*Exercise tasks*
**a)** According to the post about anxiety and medication, what did the doctor first decide to do?
**b)** Continue the post about anxiety and medication, picking up after its final sentence.

*Excerpt provided*

Sometimes… I feel like I’m being punished for being honest. When I get asked: “How have you been?” and I have a rotten weekend, what am I supposed to say?
“Oh, fine. Do not worry; everything was fine. I absolutely had no problems.”
That’s not at all correct. I had so much anxiety rise up in me that I worried I was going to strangle myself just from the stress. The majority of the anxious thoughts that I deal with are self-induced.
I have a problem and while most people would turn doubts around in their minds… for me? I twist things over and over in my head. That little “inner voice” can be a pain in my neck sometimes.
It gleefully takes the position of Judge, Jury and Executioner. The absolute worst scenario is the one that will happen. Nothing happy will ever happen.
Because to me, bad things seem to happen with frequency.
Or maybe that’s just my perception…
So, what did I do today? I was honest about how I felt to my doctor. I mentioned the anxiety and horrible depression over the weekend. I also tried to explain that I managed to pull myself out of it faster than before.
Before meds, I’d be in a funk for days… weeks even.
Instead, she at first decided to up my dosage, then wanted to put me on an additional medication. That new med? That causes drowsiness.
I asked… begged not to be put on one more medication that causes drowsiness. I’m already on enough.
The fatigue can be awful… to where I fall asleep literally everywhere.

(Point-per-instance localization data)
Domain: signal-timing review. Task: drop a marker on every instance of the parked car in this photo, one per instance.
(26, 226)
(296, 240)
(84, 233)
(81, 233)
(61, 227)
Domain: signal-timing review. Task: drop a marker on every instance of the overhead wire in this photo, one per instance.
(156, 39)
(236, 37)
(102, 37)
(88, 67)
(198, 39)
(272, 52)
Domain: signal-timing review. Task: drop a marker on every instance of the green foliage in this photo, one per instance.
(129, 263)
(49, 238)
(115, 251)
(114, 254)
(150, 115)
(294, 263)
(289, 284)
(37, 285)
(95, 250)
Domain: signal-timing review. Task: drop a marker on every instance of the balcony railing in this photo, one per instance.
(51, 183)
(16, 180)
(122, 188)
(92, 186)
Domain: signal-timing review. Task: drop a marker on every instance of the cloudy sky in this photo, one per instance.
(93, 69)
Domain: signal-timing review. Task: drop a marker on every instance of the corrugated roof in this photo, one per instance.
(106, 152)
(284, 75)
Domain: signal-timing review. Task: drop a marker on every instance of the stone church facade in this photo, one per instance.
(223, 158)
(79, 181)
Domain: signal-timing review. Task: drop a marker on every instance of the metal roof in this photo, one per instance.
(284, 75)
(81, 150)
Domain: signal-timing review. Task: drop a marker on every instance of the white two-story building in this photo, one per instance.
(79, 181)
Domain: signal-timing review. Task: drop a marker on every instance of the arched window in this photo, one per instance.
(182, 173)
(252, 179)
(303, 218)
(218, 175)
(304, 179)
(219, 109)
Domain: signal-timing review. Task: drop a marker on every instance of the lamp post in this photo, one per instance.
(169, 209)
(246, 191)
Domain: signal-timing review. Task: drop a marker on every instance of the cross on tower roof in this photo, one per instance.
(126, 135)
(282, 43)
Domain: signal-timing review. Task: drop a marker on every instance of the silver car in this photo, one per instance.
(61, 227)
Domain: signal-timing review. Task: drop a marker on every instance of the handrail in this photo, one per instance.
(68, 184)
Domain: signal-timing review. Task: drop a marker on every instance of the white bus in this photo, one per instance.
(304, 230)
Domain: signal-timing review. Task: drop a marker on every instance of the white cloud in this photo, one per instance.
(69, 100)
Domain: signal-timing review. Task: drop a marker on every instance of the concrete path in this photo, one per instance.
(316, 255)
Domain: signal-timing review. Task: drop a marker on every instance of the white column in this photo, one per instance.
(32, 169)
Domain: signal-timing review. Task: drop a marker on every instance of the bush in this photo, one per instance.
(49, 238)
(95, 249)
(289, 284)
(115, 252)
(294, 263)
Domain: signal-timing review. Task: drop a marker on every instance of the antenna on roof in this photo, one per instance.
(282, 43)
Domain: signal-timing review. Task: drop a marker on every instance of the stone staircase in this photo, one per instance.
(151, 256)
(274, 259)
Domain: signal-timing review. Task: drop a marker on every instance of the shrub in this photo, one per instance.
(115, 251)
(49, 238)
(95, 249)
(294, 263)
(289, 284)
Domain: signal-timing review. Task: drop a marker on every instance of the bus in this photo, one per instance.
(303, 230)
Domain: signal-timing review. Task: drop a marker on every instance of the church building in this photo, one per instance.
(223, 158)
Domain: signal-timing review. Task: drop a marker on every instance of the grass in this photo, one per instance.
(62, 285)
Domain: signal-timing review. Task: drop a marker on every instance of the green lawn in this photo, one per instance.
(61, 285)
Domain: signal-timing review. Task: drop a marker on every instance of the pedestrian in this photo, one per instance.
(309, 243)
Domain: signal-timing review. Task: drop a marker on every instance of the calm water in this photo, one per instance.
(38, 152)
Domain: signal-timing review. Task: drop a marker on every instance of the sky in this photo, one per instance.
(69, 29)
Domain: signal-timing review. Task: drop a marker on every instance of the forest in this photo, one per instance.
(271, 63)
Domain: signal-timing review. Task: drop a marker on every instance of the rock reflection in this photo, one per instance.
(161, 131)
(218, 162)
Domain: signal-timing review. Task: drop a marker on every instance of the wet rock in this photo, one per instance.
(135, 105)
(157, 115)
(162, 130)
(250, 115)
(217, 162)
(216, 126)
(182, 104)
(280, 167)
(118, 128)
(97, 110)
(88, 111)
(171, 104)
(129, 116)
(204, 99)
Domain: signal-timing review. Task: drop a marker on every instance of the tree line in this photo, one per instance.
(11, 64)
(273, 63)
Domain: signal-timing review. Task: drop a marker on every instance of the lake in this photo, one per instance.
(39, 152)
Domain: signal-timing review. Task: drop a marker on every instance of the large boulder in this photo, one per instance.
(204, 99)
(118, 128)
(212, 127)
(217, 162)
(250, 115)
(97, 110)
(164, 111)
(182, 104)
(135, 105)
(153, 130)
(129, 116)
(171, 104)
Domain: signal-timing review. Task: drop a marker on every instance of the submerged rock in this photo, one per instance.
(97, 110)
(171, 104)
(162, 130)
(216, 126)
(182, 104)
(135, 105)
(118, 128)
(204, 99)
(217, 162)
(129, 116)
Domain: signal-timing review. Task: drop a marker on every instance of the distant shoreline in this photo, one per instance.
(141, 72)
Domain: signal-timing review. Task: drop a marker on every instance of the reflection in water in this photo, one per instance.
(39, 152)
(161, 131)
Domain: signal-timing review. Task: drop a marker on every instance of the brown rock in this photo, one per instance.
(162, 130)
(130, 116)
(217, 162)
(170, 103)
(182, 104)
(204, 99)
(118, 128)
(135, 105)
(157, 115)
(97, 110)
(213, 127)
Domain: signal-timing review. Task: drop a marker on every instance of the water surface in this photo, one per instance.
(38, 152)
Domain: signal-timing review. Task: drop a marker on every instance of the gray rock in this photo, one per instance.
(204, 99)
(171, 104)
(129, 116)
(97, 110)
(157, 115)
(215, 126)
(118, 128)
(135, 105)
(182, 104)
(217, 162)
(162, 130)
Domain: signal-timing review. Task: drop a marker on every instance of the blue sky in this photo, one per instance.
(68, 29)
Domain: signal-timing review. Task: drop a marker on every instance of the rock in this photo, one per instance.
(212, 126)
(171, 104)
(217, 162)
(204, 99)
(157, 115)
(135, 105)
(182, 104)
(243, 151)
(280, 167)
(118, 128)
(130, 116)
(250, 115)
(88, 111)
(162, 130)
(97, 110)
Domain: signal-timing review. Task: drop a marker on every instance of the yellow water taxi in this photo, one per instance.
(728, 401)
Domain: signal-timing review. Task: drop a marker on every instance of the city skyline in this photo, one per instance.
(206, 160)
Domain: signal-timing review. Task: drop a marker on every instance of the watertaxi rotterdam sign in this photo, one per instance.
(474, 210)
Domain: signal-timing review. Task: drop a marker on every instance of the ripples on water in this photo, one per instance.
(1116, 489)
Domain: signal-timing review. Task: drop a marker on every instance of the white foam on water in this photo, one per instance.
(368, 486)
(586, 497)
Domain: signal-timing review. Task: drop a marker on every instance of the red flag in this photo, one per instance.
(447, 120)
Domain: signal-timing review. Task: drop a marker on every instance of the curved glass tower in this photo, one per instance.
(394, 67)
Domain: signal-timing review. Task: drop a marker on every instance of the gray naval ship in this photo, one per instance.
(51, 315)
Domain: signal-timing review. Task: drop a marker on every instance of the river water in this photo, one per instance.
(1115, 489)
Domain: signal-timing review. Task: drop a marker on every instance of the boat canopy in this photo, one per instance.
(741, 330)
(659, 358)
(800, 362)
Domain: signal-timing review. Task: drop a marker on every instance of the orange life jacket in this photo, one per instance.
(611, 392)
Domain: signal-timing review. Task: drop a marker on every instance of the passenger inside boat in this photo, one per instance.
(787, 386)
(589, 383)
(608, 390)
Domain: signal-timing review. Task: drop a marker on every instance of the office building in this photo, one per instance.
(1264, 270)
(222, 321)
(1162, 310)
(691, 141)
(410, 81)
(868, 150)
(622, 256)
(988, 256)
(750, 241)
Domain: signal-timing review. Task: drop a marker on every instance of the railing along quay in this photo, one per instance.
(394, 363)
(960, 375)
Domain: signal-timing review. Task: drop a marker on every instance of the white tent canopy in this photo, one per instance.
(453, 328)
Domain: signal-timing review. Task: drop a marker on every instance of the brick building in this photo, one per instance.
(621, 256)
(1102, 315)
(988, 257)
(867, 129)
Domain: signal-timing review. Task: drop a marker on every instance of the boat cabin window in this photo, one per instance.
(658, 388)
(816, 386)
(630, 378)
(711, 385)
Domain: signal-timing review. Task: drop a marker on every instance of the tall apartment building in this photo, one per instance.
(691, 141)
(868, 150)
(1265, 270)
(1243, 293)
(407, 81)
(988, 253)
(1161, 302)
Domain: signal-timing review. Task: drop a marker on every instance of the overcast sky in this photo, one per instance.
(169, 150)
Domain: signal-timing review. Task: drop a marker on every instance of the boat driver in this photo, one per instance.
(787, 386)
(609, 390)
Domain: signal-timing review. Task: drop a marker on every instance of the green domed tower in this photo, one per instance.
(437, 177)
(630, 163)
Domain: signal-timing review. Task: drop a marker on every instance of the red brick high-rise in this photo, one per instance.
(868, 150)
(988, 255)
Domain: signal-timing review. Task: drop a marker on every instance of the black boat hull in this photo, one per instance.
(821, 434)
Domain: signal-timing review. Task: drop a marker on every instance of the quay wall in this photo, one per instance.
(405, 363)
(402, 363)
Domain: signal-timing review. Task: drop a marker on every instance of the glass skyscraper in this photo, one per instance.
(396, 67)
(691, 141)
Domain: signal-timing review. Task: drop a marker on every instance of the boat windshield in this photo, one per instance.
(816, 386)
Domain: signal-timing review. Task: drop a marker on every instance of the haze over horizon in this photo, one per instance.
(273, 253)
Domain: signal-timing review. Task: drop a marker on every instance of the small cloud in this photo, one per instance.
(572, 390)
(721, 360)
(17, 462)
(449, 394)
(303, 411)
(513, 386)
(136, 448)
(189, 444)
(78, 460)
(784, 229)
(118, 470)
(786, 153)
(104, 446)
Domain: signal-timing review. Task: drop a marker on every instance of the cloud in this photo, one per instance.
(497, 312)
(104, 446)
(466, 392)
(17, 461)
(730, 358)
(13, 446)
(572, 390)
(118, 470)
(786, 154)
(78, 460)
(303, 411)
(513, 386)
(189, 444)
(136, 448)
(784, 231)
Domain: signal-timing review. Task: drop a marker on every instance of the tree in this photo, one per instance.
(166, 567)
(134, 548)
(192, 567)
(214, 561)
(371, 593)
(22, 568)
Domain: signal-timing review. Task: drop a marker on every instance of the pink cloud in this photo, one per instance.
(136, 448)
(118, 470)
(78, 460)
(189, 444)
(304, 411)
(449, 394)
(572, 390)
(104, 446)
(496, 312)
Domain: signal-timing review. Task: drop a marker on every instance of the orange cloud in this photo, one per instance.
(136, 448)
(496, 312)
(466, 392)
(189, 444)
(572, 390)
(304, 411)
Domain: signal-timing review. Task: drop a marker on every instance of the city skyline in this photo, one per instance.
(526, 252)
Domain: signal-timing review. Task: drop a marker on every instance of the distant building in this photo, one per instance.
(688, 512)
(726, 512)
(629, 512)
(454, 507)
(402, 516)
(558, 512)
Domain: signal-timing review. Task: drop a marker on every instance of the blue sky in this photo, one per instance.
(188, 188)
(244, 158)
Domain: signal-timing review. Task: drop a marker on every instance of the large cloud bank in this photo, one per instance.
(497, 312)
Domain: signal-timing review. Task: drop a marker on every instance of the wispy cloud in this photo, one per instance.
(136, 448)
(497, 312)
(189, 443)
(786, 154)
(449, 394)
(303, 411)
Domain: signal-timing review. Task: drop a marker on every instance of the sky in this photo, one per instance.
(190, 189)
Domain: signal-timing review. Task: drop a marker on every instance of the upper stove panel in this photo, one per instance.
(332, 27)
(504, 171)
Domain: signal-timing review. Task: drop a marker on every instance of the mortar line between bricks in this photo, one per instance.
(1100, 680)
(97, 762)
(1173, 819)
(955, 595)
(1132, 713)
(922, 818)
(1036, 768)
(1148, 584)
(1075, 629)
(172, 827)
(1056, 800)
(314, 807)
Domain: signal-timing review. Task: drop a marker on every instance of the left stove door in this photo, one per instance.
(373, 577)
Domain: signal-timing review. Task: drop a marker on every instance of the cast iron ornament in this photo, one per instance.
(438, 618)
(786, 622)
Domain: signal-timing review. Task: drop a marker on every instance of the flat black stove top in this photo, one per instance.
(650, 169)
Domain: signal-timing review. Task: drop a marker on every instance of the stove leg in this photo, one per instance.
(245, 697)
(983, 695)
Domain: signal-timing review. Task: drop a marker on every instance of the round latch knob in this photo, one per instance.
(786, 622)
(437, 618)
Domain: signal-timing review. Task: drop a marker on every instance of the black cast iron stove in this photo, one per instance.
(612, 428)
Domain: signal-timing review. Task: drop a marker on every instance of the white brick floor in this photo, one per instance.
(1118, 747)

*Responses by task*
**a)** She decided to up the dosage.

**b)**
Apparently constant fatigue = worsening depression.
Not always.
I’m scheduled for a sleep study to find out if something’s happening to me at night to cause the daytime fatigue.
To top it off, my doctor listed the wrong birthdate and then decided to call my meds in. The pharmacy claims they never heard from her.
I…
Ugh…
Hopefully tomorrow I can get my medication and be calm. The dose increase, as usual, has me very worried. Thankfully, she decided against additional pills along with a dosage increase.
I guess I need to order more water. The thirst you have with this type of medication is very real.
And apparently… I’m supposed to be overflowing with happiness and not have bad days on these meds.
And I look like I’ve been rubbing powdered sugar all over my lips if I’m not careful.
Yes.
The thirst and dehydration are very real.
I think I just need to avoid people in general right before my appointment. Because they’re making stuff worse for me.